──────── Records shown
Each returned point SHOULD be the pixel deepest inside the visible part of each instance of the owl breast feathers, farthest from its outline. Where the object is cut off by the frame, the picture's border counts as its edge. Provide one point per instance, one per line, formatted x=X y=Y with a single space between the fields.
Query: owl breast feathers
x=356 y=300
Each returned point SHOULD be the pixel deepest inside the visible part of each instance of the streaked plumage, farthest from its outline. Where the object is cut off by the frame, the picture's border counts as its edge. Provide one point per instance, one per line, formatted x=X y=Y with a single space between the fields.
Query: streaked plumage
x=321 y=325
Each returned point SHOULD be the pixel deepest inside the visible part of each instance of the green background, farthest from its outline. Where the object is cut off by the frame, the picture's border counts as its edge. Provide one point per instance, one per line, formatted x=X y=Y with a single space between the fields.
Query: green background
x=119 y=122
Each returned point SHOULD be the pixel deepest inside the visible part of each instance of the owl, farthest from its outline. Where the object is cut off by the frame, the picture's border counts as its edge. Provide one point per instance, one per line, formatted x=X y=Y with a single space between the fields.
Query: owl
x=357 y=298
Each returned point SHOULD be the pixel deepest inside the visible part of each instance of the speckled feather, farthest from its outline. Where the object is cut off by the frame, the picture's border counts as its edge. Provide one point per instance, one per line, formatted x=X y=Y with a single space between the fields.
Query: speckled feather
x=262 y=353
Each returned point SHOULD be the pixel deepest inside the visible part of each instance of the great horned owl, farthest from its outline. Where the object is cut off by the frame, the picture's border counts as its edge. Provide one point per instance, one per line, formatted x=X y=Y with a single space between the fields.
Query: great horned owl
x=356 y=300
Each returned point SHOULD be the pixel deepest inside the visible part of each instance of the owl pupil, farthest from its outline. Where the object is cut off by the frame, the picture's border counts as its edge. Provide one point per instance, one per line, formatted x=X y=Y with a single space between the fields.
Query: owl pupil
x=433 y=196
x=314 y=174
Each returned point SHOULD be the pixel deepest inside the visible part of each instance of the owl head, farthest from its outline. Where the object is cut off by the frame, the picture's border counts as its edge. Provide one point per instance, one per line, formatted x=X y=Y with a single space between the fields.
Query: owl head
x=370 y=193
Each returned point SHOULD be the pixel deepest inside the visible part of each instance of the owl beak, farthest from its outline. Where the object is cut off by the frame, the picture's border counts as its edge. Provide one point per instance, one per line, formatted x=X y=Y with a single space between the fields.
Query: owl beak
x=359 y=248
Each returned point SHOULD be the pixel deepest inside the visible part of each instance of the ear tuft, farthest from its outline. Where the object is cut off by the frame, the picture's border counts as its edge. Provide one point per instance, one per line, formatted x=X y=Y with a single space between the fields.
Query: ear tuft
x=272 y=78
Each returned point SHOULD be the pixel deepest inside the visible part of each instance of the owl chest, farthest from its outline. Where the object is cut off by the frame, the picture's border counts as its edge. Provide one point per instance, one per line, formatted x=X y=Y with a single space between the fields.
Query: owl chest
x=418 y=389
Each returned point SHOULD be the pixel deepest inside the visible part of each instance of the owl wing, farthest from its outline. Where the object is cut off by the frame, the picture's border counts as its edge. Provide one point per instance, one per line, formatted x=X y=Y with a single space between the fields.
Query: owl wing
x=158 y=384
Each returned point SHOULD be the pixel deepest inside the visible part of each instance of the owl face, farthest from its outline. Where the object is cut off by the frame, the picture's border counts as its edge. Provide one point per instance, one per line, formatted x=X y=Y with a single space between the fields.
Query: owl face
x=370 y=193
────────────────
* [How to complete this task]: Quote, word for word, every line starting at the one that contains "owl chest, farthest" and ending with the final line of the entries.

* [Written solution]:
Each returned point SHOULD be the pixel deepest inside the visible part of each instance of the owl chest, farthest from its outline. Where the object is cut off by the frame, the picture's border counts as its edge. Provide one point per instance, one per line, formatted x=X y=Y with a single space between the fields.
Query: owl chest
x=418 y=389
Each returned point SHOULD be the pixel deepest inside the visible part of each instance of the owl wing, farthest from its outline. Where the object is cut off by the frame, the picture's border counts as its edge. Provide one point per instance, one per line, formatted x=X y=Y with a single space between the fields.
Query: owl wing
x=158 y=384
Each returned point SHOULD be the pixel deepest inside the visible part of each instance of the owl face, farthest from its outline. Where the object is cut off by the frame, the picture's border counts as its edge. Provide one point per instance, one per line, formatted x=X y=Y with a single space between the fields.
Query: owl face
x=370 y=193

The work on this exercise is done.